Next, because the focus of the study is predictive and adaptive behavior, the dependent variables included the adaptation rates across trials for gaze shift latency and pupillary responses. Adaptation rate was operationalized as the slope of a linear regression within each participant with at least 4 valid trials (as an example see Fig. 2, where the trial responses across trials for gaze shift latencies are shown, and the adaptation rate on a group level is represented by the regression line). There were no significant differences between block 1 and 2 in terms of trial means, or adaptation rates within blocks. Therefore, in order to include infants who had spuriously excluded trials in one of the block, the two blocks were averaged to increase the number of data points for the individual adaptation rates.
To investigate age differences, we calculated a similar linear regression slope across ages (10, 14, and 18 months) for each infant and measure, which is hereafter, termed developmental change. The developmental change was calculated both for the first trial values and for adaptation rates.

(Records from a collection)
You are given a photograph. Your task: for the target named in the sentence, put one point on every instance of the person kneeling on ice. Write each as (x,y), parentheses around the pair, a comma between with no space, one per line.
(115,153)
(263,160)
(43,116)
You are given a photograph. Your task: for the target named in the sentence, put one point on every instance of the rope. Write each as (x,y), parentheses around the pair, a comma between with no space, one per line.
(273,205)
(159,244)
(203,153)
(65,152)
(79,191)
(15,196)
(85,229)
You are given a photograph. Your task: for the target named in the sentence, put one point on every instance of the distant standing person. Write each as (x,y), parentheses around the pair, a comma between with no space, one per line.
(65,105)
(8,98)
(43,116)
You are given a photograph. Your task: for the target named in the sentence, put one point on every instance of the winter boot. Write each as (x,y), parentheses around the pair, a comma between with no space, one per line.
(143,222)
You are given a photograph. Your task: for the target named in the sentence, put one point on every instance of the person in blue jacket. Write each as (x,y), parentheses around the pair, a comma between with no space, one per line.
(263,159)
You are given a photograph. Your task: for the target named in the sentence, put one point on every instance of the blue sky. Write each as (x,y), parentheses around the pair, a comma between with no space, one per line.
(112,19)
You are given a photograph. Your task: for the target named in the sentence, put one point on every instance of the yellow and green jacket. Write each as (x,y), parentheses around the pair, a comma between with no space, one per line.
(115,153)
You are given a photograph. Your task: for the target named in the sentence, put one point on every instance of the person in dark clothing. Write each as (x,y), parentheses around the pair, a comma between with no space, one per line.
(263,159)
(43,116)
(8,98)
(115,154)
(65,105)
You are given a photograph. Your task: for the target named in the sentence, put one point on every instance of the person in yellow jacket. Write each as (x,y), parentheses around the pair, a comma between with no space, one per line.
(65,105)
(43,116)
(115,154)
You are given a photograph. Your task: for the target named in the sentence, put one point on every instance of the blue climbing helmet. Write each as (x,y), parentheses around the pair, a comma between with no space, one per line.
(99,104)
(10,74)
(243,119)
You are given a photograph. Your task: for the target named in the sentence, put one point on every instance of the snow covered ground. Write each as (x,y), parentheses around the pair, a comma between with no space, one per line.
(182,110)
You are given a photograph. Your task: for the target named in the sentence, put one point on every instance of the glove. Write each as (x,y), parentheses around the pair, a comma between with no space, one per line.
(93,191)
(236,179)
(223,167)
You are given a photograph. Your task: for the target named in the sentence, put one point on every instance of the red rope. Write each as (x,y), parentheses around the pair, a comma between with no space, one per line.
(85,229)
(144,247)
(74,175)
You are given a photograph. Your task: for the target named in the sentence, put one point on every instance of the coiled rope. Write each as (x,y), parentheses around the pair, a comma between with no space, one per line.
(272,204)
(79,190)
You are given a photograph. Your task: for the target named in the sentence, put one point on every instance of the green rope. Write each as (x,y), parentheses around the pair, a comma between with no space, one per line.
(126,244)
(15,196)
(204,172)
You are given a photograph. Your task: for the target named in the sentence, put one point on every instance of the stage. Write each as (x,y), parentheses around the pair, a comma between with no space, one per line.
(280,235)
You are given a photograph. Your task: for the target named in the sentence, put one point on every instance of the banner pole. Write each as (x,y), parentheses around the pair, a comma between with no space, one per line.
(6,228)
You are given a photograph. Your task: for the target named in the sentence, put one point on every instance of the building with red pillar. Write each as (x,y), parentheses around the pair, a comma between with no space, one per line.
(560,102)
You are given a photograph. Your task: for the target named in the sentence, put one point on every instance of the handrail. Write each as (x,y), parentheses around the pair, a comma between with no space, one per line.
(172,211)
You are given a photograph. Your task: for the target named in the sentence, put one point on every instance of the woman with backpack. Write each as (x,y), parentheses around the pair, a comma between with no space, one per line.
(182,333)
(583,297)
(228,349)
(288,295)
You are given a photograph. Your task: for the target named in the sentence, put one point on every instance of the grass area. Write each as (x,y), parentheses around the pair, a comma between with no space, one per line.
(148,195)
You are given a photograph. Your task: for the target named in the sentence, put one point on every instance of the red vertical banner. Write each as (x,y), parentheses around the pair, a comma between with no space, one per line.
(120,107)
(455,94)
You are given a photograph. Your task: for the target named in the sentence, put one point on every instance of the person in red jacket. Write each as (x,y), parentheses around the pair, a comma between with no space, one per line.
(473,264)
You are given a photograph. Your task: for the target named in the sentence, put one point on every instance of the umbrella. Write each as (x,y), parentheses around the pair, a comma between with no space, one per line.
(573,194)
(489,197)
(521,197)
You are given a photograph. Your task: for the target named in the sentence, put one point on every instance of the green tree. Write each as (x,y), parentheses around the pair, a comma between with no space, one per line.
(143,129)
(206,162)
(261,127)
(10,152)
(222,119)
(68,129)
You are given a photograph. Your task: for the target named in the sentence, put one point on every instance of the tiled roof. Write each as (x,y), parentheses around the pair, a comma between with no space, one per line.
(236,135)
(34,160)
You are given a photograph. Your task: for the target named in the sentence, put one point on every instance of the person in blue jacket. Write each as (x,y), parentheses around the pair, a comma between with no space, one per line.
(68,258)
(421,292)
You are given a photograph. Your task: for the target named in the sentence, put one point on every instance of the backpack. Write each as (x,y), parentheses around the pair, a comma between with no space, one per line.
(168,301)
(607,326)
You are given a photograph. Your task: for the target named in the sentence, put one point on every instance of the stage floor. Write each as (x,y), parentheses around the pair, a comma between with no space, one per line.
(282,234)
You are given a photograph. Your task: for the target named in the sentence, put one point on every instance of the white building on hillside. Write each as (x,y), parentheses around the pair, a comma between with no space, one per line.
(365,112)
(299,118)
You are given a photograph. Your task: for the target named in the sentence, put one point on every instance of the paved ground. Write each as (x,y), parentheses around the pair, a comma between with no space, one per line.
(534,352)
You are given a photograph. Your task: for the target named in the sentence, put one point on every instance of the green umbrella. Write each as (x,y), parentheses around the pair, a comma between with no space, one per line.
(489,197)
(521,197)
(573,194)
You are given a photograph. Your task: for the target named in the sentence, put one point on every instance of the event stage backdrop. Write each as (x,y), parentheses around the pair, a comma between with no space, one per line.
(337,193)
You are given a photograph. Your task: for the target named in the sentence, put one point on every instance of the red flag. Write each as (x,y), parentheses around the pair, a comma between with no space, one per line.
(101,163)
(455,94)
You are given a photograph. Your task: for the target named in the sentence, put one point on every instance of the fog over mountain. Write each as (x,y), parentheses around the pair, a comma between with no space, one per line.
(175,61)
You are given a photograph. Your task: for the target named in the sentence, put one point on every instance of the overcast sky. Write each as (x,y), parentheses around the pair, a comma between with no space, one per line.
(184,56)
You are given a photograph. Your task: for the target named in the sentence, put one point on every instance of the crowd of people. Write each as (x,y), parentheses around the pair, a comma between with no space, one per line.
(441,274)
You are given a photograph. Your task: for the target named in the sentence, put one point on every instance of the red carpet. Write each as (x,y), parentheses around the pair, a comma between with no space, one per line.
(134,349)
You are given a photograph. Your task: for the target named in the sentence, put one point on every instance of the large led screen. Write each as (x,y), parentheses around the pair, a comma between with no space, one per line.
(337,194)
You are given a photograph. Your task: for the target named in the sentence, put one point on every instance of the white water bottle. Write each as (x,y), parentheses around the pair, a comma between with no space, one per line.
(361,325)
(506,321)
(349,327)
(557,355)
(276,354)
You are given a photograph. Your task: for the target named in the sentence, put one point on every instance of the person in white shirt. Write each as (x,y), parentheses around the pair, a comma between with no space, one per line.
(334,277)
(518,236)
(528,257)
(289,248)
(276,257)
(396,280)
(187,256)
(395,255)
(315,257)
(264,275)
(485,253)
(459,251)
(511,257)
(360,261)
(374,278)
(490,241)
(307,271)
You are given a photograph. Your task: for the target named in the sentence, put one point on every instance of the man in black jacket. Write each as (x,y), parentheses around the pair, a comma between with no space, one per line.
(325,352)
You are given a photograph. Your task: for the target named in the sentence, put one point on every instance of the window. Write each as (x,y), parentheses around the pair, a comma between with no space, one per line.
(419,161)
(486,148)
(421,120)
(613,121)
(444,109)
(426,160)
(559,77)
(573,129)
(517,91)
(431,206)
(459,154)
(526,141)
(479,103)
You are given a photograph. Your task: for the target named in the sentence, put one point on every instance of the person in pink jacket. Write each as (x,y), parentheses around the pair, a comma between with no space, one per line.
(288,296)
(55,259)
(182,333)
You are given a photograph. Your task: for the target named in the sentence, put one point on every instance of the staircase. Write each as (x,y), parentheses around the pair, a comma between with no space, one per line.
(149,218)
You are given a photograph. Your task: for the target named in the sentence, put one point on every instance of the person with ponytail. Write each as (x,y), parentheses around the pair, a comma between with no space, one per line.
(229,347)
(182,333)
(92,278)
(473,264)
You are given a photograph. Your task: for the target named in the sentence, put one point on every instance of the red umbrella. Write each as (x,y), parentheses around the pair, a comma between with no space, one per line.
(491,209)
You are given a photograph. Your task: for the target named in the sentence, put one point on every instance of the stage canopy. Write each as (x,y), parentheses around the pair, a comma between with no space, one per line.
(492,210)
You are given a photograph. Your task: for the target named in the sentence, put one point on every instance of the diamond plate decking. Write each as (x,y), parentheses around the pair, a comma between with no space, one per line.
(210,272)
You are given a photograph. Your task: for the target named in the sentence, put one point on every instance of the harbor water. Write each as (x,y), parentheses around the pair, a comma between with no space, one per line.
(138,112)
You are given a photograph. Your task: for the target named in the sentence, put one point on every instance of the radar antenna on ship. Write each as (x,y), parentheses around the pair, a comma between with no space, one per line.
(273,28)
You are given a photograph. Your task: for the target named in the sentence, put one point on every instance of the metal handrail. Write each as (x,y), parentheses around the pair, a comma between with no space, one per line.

- What the task asks
Carry on the passage about infant gaze shift and pupil adaptation rates from its last sentence.

- Output of the task
The approach of testing regression slopes (adaptation rates and developmental change) instead of performing repeated measures analyses, makes it possible to include participants which had missing data for one of the time points. Testing the slope between groups is similar to testing the interaction effect between age and group in a repeated measures ANOVA, but does allow for missing data. An option would be to use Linear Mixed Models (LMMs), but because we use Bayesian statistics (see our motivation below) our approach provides a mathematically easier solution than using Bayesian LMMs. It is not possible to test for “main effects” of group when comparing slopes, but testing the average values across ages provides equivalent results. Together, the first trial values (similar to an intercept), the slope (adaptation rate and developmental change), and the average across ages, give thorough information about the collected data. For completeness, we also show data from specific ages.
In the results section we present all statistical tests using the subsections (1) first trial gaze shift latency, (2) adaptation rate of gaze shift latency, (3) first trial pupil response, and (4) adaptation rate of pupil response.
Statistical analysis
The data was analyzed using Bayesian t-tests and ANOVAs implemented in JASP (JASP Team 2019, Version 0.9.0.1). The support for our hypotheses is described by the Bayes factor (BF). The BF10 describes the ratio between the evidence for the hypothesis H1 relative to another hypothesis H0, where the latter typically is the null hypothesis. For example, when using a Bayesian t-test, BF10 = 5 denotes that the data are five times more likely under the hypothesis H1 (i.e. that there is an effect) than under H0 (i.e. no effect). Conversely, the BF01 describes the likelihood of the data under H0. The strength of evidence is interpreted as follows: BF10 < 1, no evidence; BF10 = 1–3, anecdotal evidence for H1; BF10 = 3–10, moderate evidence for H1; BF10 = 10–30, strong evidence for H1; BF10 = 30–100, very strong evidence for H1; and BF10 > 100, extreme evidence for H1. The equivalent applies when reporting BF01 for H0.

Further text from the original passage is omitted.